## [WHAT YOU SHOULD DO]
Render the material again word for word, skipping the pictures in it.

## [Image point annotation entries]
== == ==
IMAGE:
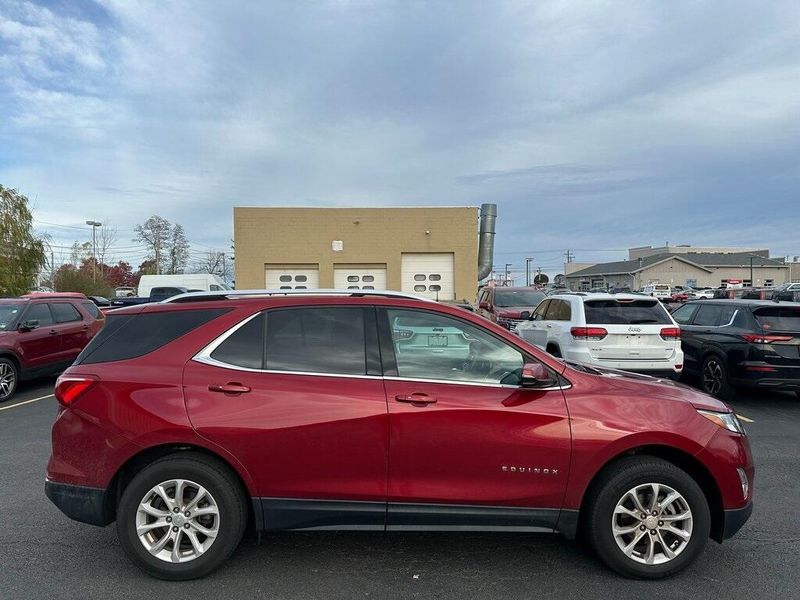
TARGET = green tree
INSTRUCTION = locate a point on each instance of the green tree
(22, 254)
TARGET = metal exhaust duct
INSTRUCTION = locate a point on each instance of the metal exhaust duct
(486, 240)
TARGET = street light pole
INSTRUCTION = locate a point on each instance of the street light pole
(94, 225)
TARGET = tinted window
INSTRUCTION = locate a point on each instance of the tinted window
(518, 297)
(432, 346)
(245, 346)
(130, 336)
(64, 312)
(625, 312)
(684, 314)
(39, 312)
(316, 340)
(778, 318)
(708, 315)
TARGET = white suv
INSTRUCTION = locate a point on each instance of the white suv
(619, 331)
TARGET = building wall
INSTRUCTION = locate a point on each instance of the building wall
(369, 236)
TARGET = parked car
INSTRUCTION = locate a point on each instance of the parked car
(508, 306)
(41, 334)
(700, 293)
(657, 290)
(183, 420)
(741, 343)
(619, 331)
(156, 295)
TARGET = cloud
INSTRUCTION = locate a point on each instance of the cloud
(593, 126)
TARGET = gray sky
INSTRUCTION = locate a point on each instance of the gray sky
(594, 126)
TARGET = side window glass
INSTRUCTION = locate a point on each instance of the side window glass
(684, 314)
(64, 312)
(433, 346)
(317, 340)
(39, 312)
(708, 315)
(245, 346)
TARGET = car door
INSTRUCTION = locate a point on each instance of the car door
(72, 328)
(41, 346)
(468, 446)
(296, 395)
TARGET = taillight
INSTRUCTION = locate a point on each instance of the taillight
(71, 387)
(671, 333)
(588, 333)
(765, 339)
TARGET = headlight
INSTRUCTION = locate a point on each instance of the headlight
(727, 421)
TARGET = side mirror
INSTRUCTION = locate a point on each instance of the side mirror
(536, 375)
(29, 325)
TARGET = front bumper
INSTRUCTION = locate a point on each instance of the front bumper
(84, 504)
(735, 518)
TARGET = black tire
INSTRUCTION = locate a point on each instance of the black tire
(9, 378)
(714, 378)
(612, 486)
(224, 488)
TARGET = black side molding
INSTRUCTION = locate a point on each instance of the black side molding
(84, 504)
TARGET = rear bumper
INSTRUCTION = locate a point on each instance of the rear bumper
(79, 503)
(734, 520)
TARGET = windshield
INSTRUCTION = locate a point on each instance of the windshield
(518, 298)
(8, 315)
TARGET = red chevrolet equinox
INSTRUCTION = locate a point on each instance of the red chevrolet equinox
(185, 421)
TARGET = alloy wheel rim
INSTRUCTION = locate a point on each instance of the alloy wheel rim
(712, 377)
(8, 379)
(652, 524)
(177, 521)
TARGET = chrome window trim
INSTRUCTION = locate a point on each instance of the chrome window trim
(204, 357)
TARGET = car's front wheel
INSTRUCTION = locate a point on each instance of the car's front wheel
(647, 518)
(9, 378)
(181, 517)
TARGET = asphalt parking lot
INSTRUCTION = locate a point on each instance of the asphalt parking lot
(45, 555)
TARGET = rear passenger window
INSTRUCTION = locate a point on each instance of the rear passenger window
(92, 309)
(316, 340)
(41, 313)
(245, 346)
(708, 315)
(63, 312)
(130, 336)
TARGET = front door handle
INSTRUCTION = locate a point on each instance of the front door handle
(233, 389)
(417, 399)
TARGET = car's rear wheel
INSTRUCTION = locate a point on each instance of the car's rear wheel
(647, 518)
(714, 378)
(9, 377)
(181, 517)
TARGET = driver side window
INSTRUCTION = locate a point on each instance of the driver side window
(433, 346)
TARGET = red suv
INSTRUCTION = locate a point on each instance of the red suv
(185, 421)
(41, 334)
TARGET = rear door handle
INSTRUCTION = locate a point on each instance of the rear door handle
(417, 399)
(229, 388)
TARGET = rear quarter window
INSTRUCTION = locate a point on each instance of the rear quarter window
(778, 318)
(131, 336)
(616, 312)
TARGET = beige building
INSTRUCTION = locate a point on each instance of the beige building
(685, 269)
(431, 252)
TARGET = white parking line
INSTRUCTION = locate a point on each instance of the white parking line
(26, 402)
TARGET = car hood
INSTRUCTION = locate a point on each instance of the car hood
(665, 389)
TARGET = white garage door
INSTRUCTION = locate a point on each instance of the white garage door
(292, 279)
(359, 278)
(430, 275)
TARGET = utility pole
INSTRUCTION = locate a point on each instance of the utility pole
(528, 262)
(94, 225)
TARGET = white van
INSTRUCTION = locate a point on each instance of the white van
(195, 282)
(658, 290)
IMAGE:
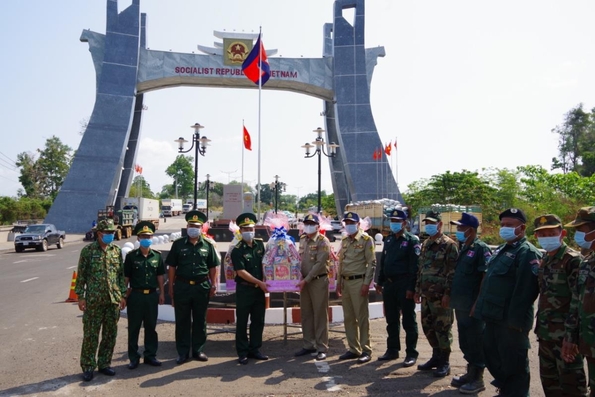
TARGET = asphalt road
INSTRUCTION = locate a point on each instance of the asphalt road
(41, 338)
== == ==
## [SOLUTION]
IMAGE:
TARGET = green tree
INSTRUCTION = locate a point on each instance of the green tree
(22, 254)
TARGET = metal exhaust duct
INSTRUCTION = locate a point on each instance of the metal exhaust duct
(486, 240)
TARGET = street light pole
INSTRUCTION = locate a point on each instance of the street light pole
(94, 225)
TARGET = tinted window
INSTRUCTION = locate a point on each instance of the tinted window
(518, 297)
(432, 346)
(245, 346)
(130, 336)
(64, 312)
(625, 312)
(684, 314)
(39, 312)
(316, 340)
(778, 318)
(708, 315)
TARGET = white suv
INSTRUCTION = locate a point on each instance of the white suv
(619, 331)
TARGET = building wall
INSTRUCTION = locate a point on each instance of the building wall
(369, 236)
TARGET = parked car
INSTRUCTION = locate a point on each instance of the parked car
(508, 306)
(41, 334)
(700, 293)
(657, 290)
(183, 420)
(741, 343)
(619, 331)
(156, 295)
TARGET = cloud
INSTRUCTION = locate a point on each instance of the cloud
(593, 126)
TARGET = gray sky
INSTRUCTION = locate a point on each instance of the gray sky
(594, 126)
TARGET = side window glass
INSTRUCTION = locate a point on each instance of the side window glass
(684, 314)
(64, 312)
(433, 346)
(317, 340)
(39, 312)
(708, 315)
(245, 346)
TARGET = car door
INSTRUCTION = locate a point on each instance of the car door
(72, 328)
(41, 346)
(468, 446)
(296, 395)
TARGET = taillight
INSTRUCTION = locate a point on each instance of the taillight
(71, 387)
(671, 333)
(588, 333)
(765, 339)
TARGET = headlight
INSTRUCTION = locate a point on each instance of the headlight
(727, 421)
TARGET = side mirror
INSTRUCTION = locate a point on each instance of the side mirror
(536, 375)
(29, 325)
TARGET = front bumper
INSTRUCTION = locate a point on each instance of the front bumper
(84, 504)
(735, 518)
TARGET = black tire
INSTRUCTION = locate a point on each instance of the black tire
(9, 378)
(714, 378)
(612, 486)
(224, 488)
TARGET = black side molding
INSTRUCTION = locate a point on each instance of the black side molding
(84, 504)
TARGET = rear bumper
INSTRUCTION = locate a point on each instance of the rear bumper
(79, 503)
(734, 520)
TARGET = windshield
INSTRUCTION = locate a point on each instance of the windshield
(518, 298)
(8, 315)
TARGET = red chevrolet equinox
INSTRUCTION = locate a point on each instance of the red chevrolet equinox
(185, 421)
TARGET = alloy wheel rim
INSTRUCTION = locate a point on each instance of the alloy wheel rim
(712, 377)
(8, 379)
(652, 524)
(177, 521)
TARGET = chrome window trim
INSTRUCTION = locate a point on each instance of the chrome window trim
(204, 357)
TARGET = car's front wheel
INSTRUCTION = locate a point on each instance of the car's front wheel
(647, 518)
(9, 378)
(181, 517)
TARGET = asphalt parking lot
INSTRUCTION = locate a point on each instance of the asphalt parking lot
(45, 555)
TARGET = rear passenger window
INSTRUCTION = locate a point on each instance of the rear passenger window
(92, 309)
(316, 340)
(41, 313)
(245, 346)
(708, 315)
(63, 312)
(130, 336)
TARGET = front door handle
INSTRUCTION = locate a point on each instance of the front door handle
(233, 389)
(417, 399)
TARGET = car's rear wheel
INSTRUCTION = locate a point on each instance of the car's rear wheel
(647, 518)
(714, 378)
(9, 377)
(181, 517)
TARGET = driver side window
INSTRUCTION = locate a point on each instance of the driver side window
(433, 346)
TARGET = red suv
INSTRUCTION = locate a point on each instance of the red suv
(185, 421)
(41, 334)
TARGET = rear door handle
INSTRUCTION = locate a point on each instance of the rear door handle
(417, 399)
(229, 388)
TARGET = rear quarter window
INSTRUCTION = locate a point on each instance of the rear quarter window
(778, 318)
(131, 336)
(616, 312)
TARGET = beige building
INSTRUCTION = locate a point on each instance of the beige building
(685, 269)
(431, 252)
TARGET = white parking line
INSTRUCTION = locate a point on each instance of the white parking line
(26, 402)
TARGET = car hood
INSTRUCTION = locate a point on each instance of the car hood
(665, 389)
TARGET = white garage door
INSTRUCTION = locate a point on each instance of the white garage door
(292, 279)
(359, 278)
(430, 275)
TARGET = utility pole
INSTRUCTION = locate a point on each instance of the utility pole
(528, 262)
(94, 225)
TARGET = white van
INSTRUCTION = locate a point on each instance of the white van
(195, 282)
(658, 290)
IMAGE:
TARGET = asphalt road
INSTRUCTION = locate a point on each instance of the asphalt road
(41, 338)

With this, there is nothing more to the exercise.